(Coordinate annotation items)
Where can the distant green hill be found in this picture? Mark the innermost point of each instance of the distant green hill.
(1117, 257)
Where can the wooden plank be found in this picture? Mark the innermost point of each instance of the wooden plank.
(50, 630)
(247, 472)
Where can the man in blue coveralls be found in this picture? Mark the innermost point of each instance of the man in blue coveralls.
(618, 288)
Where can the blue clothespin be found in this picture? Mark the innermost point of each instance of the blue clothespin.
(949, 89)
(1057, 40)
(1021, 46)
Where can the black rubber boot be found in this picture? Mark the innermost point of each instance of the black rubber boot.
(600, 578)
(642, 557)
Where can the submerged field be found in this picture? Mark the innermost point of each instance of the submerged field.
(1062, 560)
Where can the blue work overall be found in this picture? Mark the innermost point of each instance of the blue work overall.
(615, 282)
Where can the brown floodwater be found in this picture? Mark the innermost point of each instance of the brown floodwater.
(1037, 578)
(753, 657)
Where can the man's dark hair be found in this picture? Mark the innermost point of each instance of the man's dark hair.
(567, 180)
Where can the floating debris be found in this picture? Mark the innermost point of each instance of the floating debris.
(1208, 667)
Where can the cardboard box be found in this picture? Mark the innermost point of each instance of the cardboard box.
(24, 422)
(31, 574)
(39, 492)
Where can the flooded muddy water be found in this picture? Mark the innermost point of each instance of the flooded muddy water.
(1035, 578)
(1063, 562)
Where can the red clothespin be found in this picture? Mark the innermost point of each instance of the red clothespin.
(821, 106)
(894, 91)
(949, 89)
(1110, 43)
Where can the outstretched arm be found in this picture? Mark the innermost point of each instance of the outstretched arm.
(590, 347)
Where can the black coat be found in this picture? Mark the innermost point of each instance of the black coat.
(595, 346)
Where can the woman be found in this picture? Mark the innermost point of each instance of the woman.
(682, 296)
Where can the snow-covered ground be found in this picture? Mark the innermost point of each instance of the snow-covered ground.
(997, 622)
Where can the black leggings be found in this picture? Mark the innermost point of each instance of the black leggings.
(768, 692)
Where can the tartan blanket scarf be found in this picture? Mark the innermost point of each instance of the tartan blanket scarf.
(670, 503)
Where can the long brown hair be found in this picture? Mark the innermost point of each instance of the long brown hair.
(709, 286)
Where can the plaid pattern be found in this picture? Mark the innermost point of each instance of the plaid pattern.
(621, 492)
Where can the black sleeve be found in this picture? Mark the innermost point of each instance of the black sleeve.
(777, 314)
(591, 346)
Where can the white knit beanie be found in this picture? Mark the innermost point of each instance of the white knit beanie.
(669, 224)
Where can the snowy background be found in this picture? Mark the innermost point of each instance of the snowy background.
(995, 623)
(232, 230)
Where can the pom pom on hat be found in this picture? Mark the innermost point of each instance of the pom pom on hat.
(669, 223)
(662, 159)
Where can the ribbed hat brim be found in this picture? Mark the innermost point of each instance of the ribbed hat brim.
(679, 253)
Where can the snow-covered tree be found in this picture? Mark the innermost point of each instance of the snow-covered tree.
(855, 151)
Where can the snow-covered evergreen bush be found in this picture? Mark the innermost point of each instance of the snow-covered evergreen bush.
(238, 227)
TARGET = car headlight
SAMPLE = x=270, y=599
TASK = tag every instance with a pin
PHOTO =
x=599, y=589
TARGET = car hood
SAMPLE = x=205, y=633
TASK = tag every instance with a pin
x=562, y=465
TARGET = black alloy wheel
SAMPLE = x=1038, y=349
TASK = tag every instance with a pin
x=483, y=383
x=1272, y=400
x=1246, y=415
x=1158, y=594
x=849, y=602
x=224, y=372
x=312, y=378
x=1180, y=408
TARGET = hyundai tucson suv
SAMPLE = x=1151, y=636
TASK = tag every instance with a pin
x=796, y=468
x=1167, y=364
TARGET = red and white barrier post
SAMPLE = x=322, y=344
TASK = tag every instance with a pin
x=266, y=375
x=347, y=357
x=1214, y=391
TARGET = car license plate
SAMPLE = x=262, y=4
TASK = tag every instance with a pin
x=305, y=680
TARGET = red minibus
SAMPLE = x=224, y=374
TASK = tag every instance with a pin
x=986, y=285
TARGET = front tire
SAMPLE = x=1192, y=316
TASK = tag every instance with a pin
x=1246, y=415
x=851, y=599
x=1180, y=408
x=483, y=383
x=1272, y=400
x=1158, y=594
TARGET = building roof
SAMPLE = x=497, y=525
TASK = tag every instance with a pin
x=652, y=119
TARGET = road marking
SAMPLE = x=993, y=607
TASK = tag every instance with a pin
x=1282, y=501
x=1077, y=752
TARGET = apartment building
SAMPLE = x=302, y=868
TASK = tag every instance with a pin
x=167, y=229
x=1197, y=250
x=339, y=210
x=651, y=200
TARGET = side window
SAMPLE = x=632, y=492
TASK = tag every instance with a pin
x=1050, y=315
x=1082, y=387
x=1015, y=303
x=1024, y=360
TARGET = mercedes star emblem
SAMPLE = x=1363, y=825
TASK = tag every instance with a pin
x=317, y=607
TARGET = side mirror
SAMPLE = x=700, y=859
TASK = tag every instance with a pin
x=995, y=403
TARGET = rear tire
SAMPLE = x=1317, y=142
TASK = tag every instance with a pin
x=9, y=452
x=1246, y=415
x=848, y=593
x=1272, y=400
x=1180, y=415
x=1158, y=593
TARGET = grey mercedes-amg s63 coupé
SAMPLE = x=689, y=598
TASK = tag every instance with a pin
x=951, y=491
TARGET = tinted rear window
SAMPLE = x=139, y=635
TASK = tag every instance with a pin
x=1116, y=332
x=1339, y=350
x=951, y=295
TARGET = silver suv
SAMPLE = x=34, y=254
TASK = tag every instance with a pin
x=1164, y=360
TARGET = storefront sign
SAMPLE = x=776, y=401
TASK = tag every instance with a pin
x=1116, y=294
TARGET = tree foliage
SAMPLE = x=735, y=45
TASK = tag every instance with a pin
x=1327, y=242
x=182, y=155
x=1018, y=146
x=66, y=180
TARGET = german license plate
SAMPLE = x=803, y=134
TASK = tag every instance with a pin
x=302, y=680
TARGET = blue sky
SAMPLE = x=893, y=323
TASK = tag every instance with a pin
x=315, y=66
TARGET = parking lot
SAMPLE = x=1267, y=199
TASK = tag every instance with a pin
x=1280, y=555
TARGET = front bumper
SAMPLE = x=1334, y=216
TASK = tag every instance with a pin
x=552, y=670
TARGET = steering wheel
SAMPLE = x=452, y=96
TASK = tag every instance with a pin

● **Problem statement**: Write out every one of the items above, keeping each line identical to the original.

● **Finished exercise**:
Where can the distant green hill be found in this picture? Mark the innermost point of each instance of the distant green hill.
(1117, 257)
Where can the wooden plank be found in this picture? Mark the innermost point of each instance of the wooden plank.
(50, 630)
(247, 472)
Where can the man in blue coveralls be found in this picture? Mark the innermost point of each instance of the man in blue coveralls.
(618, 288)
Where can the blue clothespin be found in this picture? Mark the innermost point of each instance of the blue clothespin.
(949, 89)
(1057, 40)
(1021, 46)
Where can the black rubber boot be found in this picture? Mark the innermost point of each instance of the black rubber boot.
(600, 578)
(642, 557)
Where can the submerged field be found in this picture? Mark the innermost point of each instance of the submerged field.
(1062, 560)
Where can the blue work overall be found in this picture? Mark the innermost point of each instance of the blue work overall.
(615, 282)
Where can the brown floodwater be found in this picture? Mark the innermost point of each instance of the brown floodwater.
(1037, 578)
(753, 657)
Where can the man's dark hair be found in this picture? Mark the innermost point of each instance of the man's dark hair.
(567, 180)
Where can the floating debris be found in this picture? Mark the innermost point of each instance of the floating debris.
(1208, 667)
Where can the cardboard box be found in this picture? Mark the innermost point of each instance of the cardboard box.
(24, 422)
(31, 574)
(39, 492)
Where can the flooded muddy water be found in this picture? Mark the innermost point of each instance of the flooded muddy water.
(1035, 578)
(1063, 562)
Where can the red clothespin be found in this picture? Mark the innermost point of each instance of the red clothespin.
(821, 106)
(894, 91)
(949, 89)
(1110, 43)
Where can the outstretched arm be found in this picture? Mark the innermost point of each instance of the outstretched arm.
(590, 347)
Where can the black coat be found in this picture? Mark the innermost point of each instance of the black coat.
(595, 346)
Where can the woman be found in this picture? Mark the innermost point of each instance of the woman.
(682, 296)
Where can the snow-covered ground be found in this picture? Mark the innermost point of each instance of the snow-covered ground.
(997, 622)
Where can the black leggings be found in this picture? Mark the innermost point of each instance of the black leggings.
(768, 692)
Where can the tartan blanket scarf be found in this picture? Mark the innermost point of each instance of the tartan blanket scarf.
(670, 503)
Where can the long brown hair be found in this picture? Mark the innermost point of each instance of the long brown hair.
(709, 286)
Where can the plaid pattern be found in this picture? Mark the innermost point of each instance of the plaid pattern.
(621, 492)
Where can the black sleeve be found in this picture? Mark the innermost point of each instance of the black sleeve.
(777, 314)
(591, 346)
Where can the white knit beanie be found in this picture? Mark the innermost point of each instance of the white knit beanie.
(669, 224)
Where can the snowy background be found in this picture? Mark the innermost point of each instance of the snowy background.
(995, 623)
(232, 230)
Where can the pom pom on hat be found in this picture? Mark the innermost point of each instance of the pom pom on hat.
(669, 223)
(662, 159)
Where can the ribbed hat brim be found in this picture? Mark the innermost point of each instance of the ribbed hat brim.
(679, 253)
Where can the snow-covered tree be found in this picture? Mark the innermost point of each instance of the snow-covered tree.
(855, 151)
Where can the snow-covered evergreen bush be found in this picture? Mark the innermost point of each instance of the snow-covered evergreen bush.
(238, 227)
TARGET = car headlight
SAMPLE = x=270, y=599
TASK = tag every instance with a pin
PHOTO =
x=599, y=589
TARGET = car hood
SAMPLE = x=205, y=633
TASK = tag every instance with a pin
x=562, y=465
TARGET = black alloy wheel
SAMPLE = x=1038, y=349
TASK = tag every instance with a pin
x=483, y=383
x=1272, y=400
x=1246, y=415
x=1158, y=594
x=849, y=602
x=224, y=372
x=312, y=378
x=1180, y=408
TARGET = hyundai tucson suv
SAMPLE = x=1151, y=636
TASK = tag every instance with a pin
x=796, y=468
x=1167, y=364
TARGET = red and white barrier post
SAMPLE = x=322, y=344
TASK = tag every instance with a pin
x=266, y=375
x=347, y=357
x=1214, y=391
TARGET = car license plate
SAMPLE = x=262, y=4
TASK = tag every instance with a pin
x=305, y=680
TARGET = red minibus
SAMPLE = x=224, y=374
TASK = tag every instance with a pin
x=986, y=285
TARGET = front tire
SAMPLE = x=1192, y=316
TASK = tag every instance with a pin
x=1246, y=415
x=851, y=599
x=1180, y=408
x=483, y=383
x=1272, y=400
x=1158, y=594
TARGET = building roof
SAMPLE = x=497, y=525
TASK = tag every instance with a pin
x=652, y=119
TARGET = road marking
SAMPLE = x=993, y=607
TASK = tag every instance with a pin
x=1282, y=501
x=1077, y=752
TARGET = apartment building
SAMPLE = x=302, y=868
TASK = tag every instance with a pin
x=167, y=229
x=1197, y=250
x=339, y=210
x=651, y=200
TARGET = side window
SAMPLE = x=632, y=492
TASK = tag every instance with a pin
x=1050, y=315
x=1082, y=387
x=1015, y=303
x=1024, y=360
TARGET = mercedes star emblem
SAMPLE = x=1363, y=825
TASK = tag every instance with a pin
x=317, y=607
TARGET = side mirror
SAMPLE = x=700, y=859
TASK = tag every instance with a pin
x=995, y=403
TARGET = rear tire
SAMPLE = x=1317, y=142
TASK = tag every instance with a pin
x=9, y=452
x=1246, y=415
x=848, y=593
x=1272, y=400
x=1180, y=415
x=1158, y=593
TARGET = grey mercedes-amg s63 coupé
SAMPLE = x=689, y=598
TASK = tag every instance with a pin
x=951, y=491
TARGET = tinted rear window
SAMPLE = x=139, y=635
TASK = tag every instance with a pin
x=1116, y=332
x=1339, y=350
x=951, y=295
TARGET = silver suv
SAMPLE = x=34, y=254
TASK = tag every instance with a pin
x=1164, y=360
TARGET = storefront sign
SAMPLE = x=776, y=401
TASK = tag every instance with a pin
x=1116, y=294
TARGET = tree foliage
SAMPLE = x=735, y=45
TASK = tag every instance with a pin
x=1327, y=242
x=182, y=155
x=1018, y=146
x=66, y=180
TARGET = german license plate
SAMPLE = x=803, y=134
TASK = tag every instance with a pin
x=302, y=680
TARGET = blue sky
SAMPLE = x=893, y=323
TASK = tag every instance with a pin
x=315, y=66
TARGET = parking lot
SAMPLE = x=1267, y=199
TASK = tag every instance with a pin
x=1280, y=555
TARGET = front bumper
SAMPLE = x=1334, y=216
TASK = tag every instance with a pin
x=552, y=670
TARGET = steering wheel
SAMPLE = x=452, y=96
TASK = tag every instance with a pin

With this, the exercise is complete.